Selected extract:
---
Living in the midst of the Corona Virus pandemic caused me to think of Gabriel García Márquez’s book, Love in the Time of Cholera, which refers to the disease of cholera, which has contributed to many outbreaks and at least one pandemic in the past 200 years. In the throes of this pandemic, I witness the realization of the other part of cólera, the Spanish word referring to the disease and to the concepts of anger and rage. I liken that anger and rage to be synonymous with what we’re experiencing today. Some people are angry at the call to shelter in place and politicize and moralize the disease. Without getting political, I will tell you about my own sheltering in place. I cook or I bake. We eat…just the two of us, but I focus on meals that I’d prepare for a group of friends or our family. I call that, love in the time of Corona Virus!
---
Data extract:
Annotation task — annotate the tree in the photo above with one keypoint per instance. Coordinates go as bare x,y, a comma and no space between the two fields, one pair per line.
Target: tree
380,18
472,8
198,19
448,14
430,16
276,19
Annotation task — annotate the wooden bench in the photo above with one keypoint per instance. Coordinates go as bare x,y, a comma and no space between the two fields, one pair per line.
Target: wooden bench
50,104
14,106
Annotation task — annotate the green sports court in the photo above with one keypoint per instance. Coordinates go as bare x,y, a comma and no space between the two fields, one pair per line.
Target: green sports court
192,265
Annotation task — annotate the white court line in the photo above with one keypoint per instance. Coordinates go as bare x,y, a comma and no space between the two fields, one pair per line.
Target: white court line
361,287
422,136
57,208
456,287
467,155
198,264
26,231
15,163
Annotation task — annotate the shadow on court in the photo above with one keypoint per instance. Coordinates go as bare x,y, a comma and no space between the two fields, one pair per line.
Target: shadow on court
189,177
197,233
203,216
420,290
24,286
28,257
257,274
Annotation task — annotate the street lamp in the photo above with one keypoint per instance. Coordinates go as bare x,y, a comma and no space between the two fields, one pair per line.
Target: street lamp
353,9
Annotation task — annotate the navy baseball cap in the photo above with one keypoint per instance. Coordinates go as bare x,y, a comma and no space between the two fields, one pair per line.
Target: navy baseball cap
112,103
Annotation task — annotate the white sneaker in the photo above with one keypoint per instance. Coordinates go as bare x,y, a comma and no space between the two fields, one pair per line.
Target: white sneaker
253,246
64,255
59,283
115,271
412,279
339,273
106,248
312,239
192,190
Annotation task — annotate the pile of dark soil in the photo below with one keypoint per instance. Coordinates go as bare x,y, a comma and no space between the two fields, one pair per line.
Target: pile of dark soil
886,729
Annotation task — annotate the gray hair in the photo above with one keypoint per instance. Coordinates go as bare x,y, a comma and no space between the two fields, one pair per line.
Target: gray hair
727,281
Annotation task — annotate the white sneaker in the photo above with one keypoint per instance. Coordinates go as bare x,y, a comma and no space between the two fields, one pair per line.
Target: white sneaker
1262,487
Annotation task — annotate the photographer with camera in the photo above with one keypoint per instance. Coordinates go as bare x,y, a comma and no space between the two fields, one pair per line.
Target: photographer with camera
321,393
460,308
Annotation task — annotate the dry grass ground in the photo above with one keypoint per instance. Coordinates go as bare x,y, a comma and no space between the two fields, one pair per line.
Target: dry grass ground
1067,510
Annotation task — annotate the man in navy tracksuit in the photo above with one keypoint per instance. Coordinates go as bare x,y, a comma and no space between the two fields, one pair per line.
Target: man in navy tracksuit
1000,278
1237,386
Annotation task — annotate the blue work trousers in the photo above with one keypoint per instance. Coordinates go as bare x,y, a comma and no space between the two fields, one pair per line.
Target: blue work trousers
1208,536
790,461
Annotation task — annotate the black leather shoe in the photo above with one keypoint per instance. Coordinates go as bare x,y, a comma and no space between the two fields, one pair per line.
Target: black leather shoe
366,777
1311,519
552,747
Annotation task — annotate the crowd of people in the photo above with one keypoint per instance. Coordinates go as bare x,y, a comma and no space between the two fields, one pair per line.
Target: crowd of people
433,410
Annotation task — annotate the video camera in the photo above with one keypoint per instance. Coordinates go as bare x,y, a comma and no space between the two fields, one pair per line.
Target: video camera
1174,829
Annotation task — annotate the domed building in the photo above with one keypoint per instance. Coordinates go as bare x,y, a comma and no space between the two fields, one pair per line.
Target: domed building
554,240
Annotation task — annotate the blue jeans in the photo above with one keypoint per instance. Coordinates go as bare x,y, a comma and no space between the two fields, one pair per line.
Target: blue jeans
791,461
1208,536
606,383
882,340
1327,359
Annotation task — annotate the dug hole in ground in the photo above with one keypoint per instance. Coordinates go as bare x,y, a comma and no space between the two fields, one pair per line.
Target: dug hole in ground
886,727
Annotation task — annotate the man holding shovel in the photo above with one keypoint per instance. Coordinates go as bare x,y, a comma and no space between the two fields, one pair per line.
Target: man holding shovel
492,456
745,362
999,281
---
Task set:
- a) Name every meaning that the Corona Virus reflection gives for the Spanish word cólera.
- b) Summarize the Corona Virus reflection in two sentences.

Task results:
- a)
- the disease
- anger
- rage

- b) Living through the Corona Virus pandemic reminds the writer of Love in the Time of Cholera, and the writer sees today's anger and rage in the other meaning of the Spanish word cólera, as some people are angry at the call to shelter in place. While sheltering in place, the writer cooks or bakes meals fit for friends or family, though only two people eat them, and calls this love in the time of Corona Virus.